◆ **Quoted passage**

-- begin --

Rudolf II’s reign ended in humiliation — he was forced to abdicate by his own brother in 1611 — and the political tensions he had avoided confronting exploded within years of his death. On 23 May 1618, Protestant Czech nobles threw two Catholic imperial governors and their secretary from a window of Prague Castle — the second Defenestration of Prague — in protest at the Habsburgs’ violation of Protestant religious freedoms. All three survived the 21-metre fall, landing in a dung heap. Catholics declared it a miracle; Protestants suggested the dung was the explanation. The event sparked the Thirty Years War, the most destructive conflict Europe had seen since the Black Death.
The Czech phase of the war ended decisively and catastrophically at the Battle of White Mountain (Bílá hora) on 8 November 1620 — a short, brutal engagement fought on a plain west of Prague in which the Protestant Czech-Bohemian army was destroyed in under two hours by the Catholic Habsburg forces. Twenty-seven Czech Protestant leaders were publicly executed in Old Town Square on 21 June 1621. The Czech language was suppressed, Protestantism was banned, the Bohemian nobility was replaced by imported Catholic loyalists, and Bohemia was effectively absorbed into the Habsburg Empire. The trauma of White Mountain haunted Czech national consciousness for three centuries — a wound that did not fully close until 1918.
- Old Town Square — The 27 white crosses set into the cobblestones mark where the Czech Protestant leaders were executed in 1621. Most visitors walk over them without knowing what they are.
- Old Town Hall Tower — The window from which the execution was watched by the Habsburg representatives. The tower offers the best overview of the square and its 27 crosses.
- Bílá hora (White Mountain) — The western Prague suburb where the decisive battle was fought. A Baroque pilgrimage church (Our Lady of Victory) was built on the site. Accessible by tram.
The century and a half following White Mountain transformed Prague’s character fundamentally. The Habsburgs, consolidating their hold on Bohemia, embarked on a massive building programme designed simultaneously to glorify the Church, demonstrate imperial power and physically erase the Protestant built environment. The result was one of the greatest concentrations of Baroque architecture in Europe — the palaces, churches, fountains and garden terraces that give Malá Strana in particular its extraordinary character today.
The Jesuits were the primary instrument of re-Catholicisation. Their Clementinum complex — built in stages from the 1620s on the site of a former Dominican monastery on the eastern bank of the Charles Bridge approach — eventually became one of the largest Baroque building complexes in Europe, housing a library, observatory, chapel and college. The Clementinum Library hall, completed in 1727, is arguably the most beautiful Baroque interior in Prague — a two-storey hall of frescoed ceilings, gilded balconies and floor-to-ceiling books that has been described as one of the most beautiful libraries in the world.
The landscape of Malá Strana was entirely remade during this period. The old Gothic and Renaissance buildings below the castle were replaced by or incorporated into the grand Baroque palaces built for the new Catholic-Habsburg nobility — Wallenstein Palace (1630, the largest Baroque palace in Prague), the Lobkowicz Palace, the Ledebour Garden terraces climbing the castle hill. The church of St. Nicholas in Malá Strana (built 1703–1755), with its massive green dome visible from across the city, is the masterpiece of Czech Baroque architecture and one of the finest Baroque churches in Central Europe.

-- end --

◆ **Directive A**
In one to three sentences, explain why the Habsburgs began their huge building program in Prague after White Mountain, according to the passage on Prague's history.
◆ **Directive B**
Update the passage on Prague's history from "- Bílá hora" to "extraordinary character today.", putting "bus" in place of "tram".
None of the items are needed.

◆ **Data entries**
-- begin --

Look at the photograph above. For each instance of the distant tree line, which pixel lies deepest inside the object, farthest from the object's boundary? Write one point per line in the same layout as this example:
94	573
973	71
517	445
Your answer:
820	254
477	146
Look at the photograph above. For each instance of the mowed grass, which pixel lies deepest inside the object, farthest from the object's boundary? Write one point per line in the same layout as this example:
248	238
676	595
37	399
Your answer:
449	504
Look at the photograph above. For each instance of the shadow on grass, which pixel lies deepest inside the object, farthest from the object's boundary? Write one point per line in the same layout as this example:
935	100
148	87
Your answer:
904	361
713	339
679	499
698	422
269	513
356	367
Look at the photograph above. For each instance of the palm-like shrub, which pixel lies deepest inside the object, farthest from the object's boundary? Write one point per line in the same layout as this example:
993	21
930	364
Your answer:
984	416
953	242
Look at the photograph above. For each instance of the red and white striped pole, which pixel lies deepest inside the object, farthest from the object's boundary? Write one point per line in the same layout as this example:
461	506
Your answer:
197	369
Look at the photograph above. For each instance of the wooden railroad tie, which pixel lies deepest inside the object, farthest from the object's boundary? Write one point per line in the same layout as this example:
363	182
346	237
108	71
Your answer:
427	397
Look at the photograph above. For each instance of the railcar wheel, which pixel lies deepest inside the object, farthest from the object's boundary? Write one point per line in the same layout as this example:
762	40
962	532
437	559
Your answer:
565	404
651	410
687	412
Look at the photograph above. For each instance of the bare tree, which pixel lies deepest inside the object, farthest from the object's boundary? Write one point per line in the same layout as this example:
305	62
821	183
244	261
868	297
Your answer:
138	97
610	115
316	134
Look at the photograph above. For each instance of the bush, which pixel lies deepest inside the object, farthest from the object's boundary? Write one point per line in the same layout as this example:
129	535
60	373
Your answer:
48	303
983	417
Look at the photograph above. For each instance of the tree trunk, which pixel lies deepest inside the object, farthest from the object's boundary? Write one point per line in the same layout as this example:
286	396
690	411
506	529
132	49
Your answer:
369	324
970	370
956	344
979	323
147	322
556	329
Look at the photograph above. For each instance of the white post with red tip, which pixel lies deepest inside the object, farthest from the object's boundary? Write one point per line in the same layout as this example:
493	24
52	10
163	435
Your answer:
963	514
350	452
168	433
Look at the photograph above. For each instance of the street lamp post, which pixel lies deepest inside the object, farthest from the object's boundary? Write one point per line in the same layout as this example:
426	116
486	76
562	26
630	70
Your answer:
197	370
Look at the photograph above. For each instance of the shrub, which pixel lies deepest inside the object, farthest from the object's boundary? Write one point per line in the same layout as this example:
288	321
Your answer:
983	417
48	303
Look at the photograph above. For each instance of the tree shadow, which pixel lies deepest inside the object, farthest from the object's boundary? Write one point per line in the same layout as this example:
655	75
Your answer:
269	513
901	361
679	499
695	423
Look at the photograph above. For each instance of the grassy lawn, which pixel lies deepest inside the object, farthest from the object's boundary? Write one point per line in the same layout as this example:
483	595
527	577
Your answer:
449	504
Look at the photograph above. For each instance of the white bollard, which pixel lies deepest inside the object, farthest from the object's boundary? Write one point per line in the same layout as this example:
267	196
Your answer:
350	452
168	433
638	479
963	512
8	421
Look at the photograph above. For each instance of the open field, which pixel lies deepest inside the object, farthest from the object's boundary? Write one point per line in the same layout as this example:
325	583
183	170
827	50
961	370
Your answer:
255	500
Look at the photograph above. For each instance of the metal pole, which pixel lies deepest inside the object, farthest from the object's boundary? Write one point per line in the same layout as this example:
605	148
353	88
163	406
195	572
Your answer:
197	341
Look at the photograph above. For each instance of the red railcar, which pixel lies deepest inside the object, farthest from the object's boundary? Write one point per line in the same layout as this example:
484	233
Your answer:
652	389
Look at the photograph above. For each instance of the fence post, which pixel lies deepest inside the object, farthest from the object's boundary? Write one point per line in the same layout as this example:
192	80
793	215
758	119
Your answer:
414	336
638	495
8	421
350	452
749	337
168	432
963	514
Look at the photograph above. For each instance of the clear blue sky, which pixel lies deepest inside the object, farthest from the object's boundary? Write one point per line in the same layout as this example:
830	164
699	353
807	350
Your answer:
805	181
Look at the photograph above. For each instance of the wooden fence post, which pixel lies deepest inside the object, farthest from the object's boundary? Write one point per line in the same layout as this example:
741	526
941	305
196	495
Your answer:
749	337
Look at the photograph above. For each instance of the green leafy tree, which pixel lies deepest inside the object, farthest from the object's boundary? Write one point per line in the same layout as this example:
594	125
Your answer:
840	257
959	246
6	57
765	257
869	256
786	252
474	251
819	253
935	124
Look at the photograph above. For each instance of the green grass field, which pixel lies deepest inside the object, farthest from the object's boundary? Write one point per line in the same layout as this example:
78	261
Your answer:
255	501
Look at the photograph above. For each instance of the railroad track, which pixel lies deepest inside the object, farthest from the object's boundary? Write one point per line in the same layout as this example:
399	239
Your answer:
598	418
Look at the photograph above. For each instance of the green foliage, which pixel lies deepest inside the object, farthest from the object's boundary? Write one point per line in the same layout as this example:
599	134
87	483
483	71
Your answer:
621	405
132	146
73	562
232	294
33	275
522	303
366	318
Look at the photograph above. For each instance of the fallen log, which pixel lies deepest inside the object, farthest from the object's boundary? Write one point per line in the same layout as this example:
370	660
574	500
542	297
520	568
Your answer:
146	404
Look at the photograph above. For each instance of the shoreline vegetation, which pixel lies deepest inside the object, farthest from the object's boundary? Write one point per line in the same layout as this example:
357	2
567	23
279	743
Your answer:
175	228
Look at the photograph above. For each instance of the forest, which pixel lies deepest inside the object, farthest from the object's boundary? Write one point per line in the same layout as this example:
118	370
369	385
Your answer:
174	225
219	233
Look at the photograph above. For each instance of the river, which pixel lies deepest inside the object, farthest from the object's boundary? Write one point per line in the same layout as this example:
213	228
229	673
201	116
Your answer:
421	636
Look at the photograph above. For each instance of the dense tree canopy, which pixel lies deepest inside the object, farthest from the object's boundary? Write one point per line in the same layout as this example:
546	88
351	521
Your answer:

-- end --

◆ **Solution A**
As they tightened their hold on Bohemia, the Habsburgs built on a massive scale to glorify the Church and show off imperial power. The same program was also meant to physically erase the Protestant built environment.

◆ **Solution B**
- Bílá hora (White Mountain) — The western Prague suburb where the decisive battle was fought. A Baroque pilgrimage church (Our Lady of Victory) was built on the site. Accessible by bus.
The century and a half following White Mountain transformed Prague’s character fundamentally. The Habsburgs, consolidating their hold on Bohemia, embarked on a massive building programme designed simultaneously to glorify the Church, demonstrate imperial power and physically erase the Protestant built environment. The result was one of the greatest concentrations of Baroque architecture in Europe — the palaces, churches, fountains and garden terraces that give Malá Strana in particular its extraordinary character today.